PROBLEM STATEMENT - Repeat each line of the items below exactly as it appears, omitting the pictures from your answer.

**** SUPPLIED ENTRIES ****

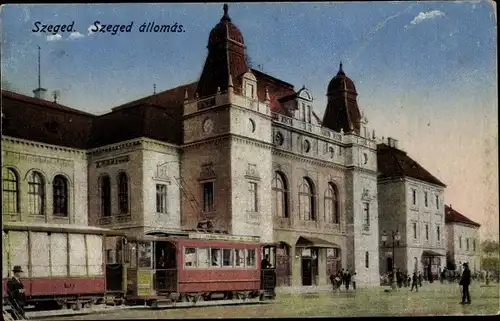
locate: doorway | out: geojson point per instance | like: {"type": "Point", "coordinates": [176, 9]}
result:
{"type": "Point", "coordinates": [165, 267]}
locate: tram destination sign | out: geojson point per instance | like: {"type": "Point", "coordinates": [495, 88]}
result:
{"type": "Point", "coordinates": [223, 237]}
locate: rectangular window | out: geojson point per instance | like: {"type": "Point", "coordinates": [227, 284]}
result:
{"type": "Point", "coordinates": [161, 198]}
{"type": "Point", "coordinates": [190, 257]}
{"type": "Point", "coordinates": [366, 215]}
{"type": "Point", "coordinates": [250, 91]}
{"type": "Point", "coordinates": [203, 257]}
{"type": "Point", "coordinates": [252, 197]}
{"type": "Point", "coordinates": [208, 197]}
{"type": "Point", "coordinates": [250, 254]}
{"type": "Point", "coordinates": [227, 257]}
{"type": "Point", "coordinates": [215, 257]}
{"type": "Point", "coordinates": [239, 258]}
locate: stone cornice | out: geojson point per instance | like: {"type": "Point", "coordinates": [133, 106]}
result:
{"type": "Point", "coordinates": [277, 124]}
{"type": "Point", "coordinates": [301, 158]}
{"type": "Point", "coordinates": [230, 137]}
{"type": "Point", "coordinates": [49, 147]}
{"type": "Point", "coordinates": [208, 141]}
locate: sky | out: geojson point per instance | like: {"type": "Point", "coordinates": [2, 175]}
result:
{"type": "Point", "coordinates": [425, 72]}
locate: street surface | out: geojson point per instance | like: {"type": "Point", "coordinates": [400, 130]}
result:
{"type": "Point", "coordinates": [432, 299]}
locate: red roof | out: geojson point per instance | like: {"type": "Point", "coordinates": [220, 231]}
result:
{"type": "Point", "coordinates": [393, 162]}
{"type": "Point", "coordinates": [452, 216]}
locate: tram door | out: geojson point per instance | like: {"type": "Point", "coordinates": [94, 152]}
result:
{"type": "Point", "coordinates": [165, 266]}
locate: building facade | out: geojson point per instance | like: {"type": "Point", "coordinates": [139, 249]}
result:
{"type": "Point", "coordinates": [463, 242]}
{"type": "Point", "coordinates": [412, 204]}
{"type": "Point", "coordinates": [238, 151]}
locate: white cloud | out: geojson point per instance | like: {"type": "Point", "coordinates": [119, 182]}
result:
{"type": "Point", "coordinates": [75, 35]}
{"type": "Point", "coordinates": [55, 37]}
{"type": "Point", "coordinates": [426, 16]}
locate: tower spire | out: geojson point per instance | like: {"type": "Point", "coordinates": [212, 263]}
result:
{"type": "Point", "coordinates": [341, 70]}
{"type": "Point", "coordinates": [39, 92]}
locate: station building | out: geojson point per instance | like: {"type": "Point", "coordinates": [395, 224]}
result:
{"type": "Point", "coordinates": [238, 151]}
{"type": "Point", "coordinates": [462, 237]}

****

REPLY -
locate: doorway | out: geojson point per instance | like: {"type": "Point", "coordinates": [176, 9]}
result:
{"type": "Point", "coordinates": [165, 267]}
locate: tram destination sign | out: geojson point per instance | like: {"type": "Point", "coordinates": [495, 88]}
result:
{"type": "Point", "coordinates": [223, 237]}
locate: rectangular window | out: geojson point per instance | like: {"type": "Point", "coordinates": [227, 284]}
result:
{"type": "Point", "coordinates": [161, 198]}
{"type": "Point", "coordinates": [190, 257]}
{"type": "Point", "coordinates": [366, 215]}
{"type": "Point", "coordinates": [250, 91]}
{"type": "Point", "coordinates": [203, 257]}
{"type": "Point", "coordinates": [252, 197]}
{"type": "Point", "coordinates": [208, 197]}
{"type": "Point", "coordinates": [250, 254]}
{"type": "Point", "coordinates": [227, 257]}
{"type": "Point", "coordinates": [215, 257]}
{"type": "Point", "coordinates": [239, 258]}
locate: stone cornice | out: geojson point per instance | like: {"type": "Point", "coordinates": [133, 106]}
result:
{"type": "Point", "coordinates": [277, 124]}
{"type": "Point", "coordinates": [301, 158]}
{"type": "Point", "coordinates": [230, 137]}
{"type": "Point", "coordinates": [49, 147]}
{"type": "Point", "coordinates": [208, 141]}
locate: sky | out: geojson point per instance | like: {"type": "Point", "coordinates": [2, 175]}
result:
{"type": "Point", "coordinates": [425, 72]}
locate: street surface | out: geojson point per instance | like: {"type": "Point", "coordinates": [400, 130]}
result:
{"type": "Point", "coordinates": [432, 299]}
locate: red roof | out: geojson point per instance | like: {"type": "Point", "coordinates": [220, 231]}
result:
{"type": "Point", "coordinates": [393, 162]}
{"type": "Point", "coordinates": [452, 216]}
locate: tram door | out: geojson point per instance | like: {"type": "Point", "coordinates": [94, 152]}
result:
{"type": "Point", "coordinates": [165, 266]}
locate: building facade | out: geojson point per instance | like: {"type": "Point", "coordinates": [139, 249]}
result:
{"type": "Point", "coordinates": [463, 242]}
{"type": "Point", "coordinates": [412, 204]}
{"type": "Point", "coordinates": [238, 151]}
locate: white cloud | out: geojson point per instance | like: {"type": "Point", "coordinates": [119, 182]}
result:
{"type": "Point", "coordinates": [75, 35]}
{"type": "Point", "coordinates": [55, 37]}
{"type": "Point", "coordinates": [426, 16]}
locate: tower spire | out: geojson point per instance | like: {"type": "Point", "coordinates": [212, 263]}
result:
{"type": "Point", "coordinates": [341, 70]}
{"type": "Point", "coordinates": [39, 92]}
locate: station building | out: geojson point per instance | like: {"type": "Point", "coordinates": [395, 224]}
result:
{"type": "Point", "coordinates": [238, 151]}
{"type": "Point", "coordinates": [462, 237]}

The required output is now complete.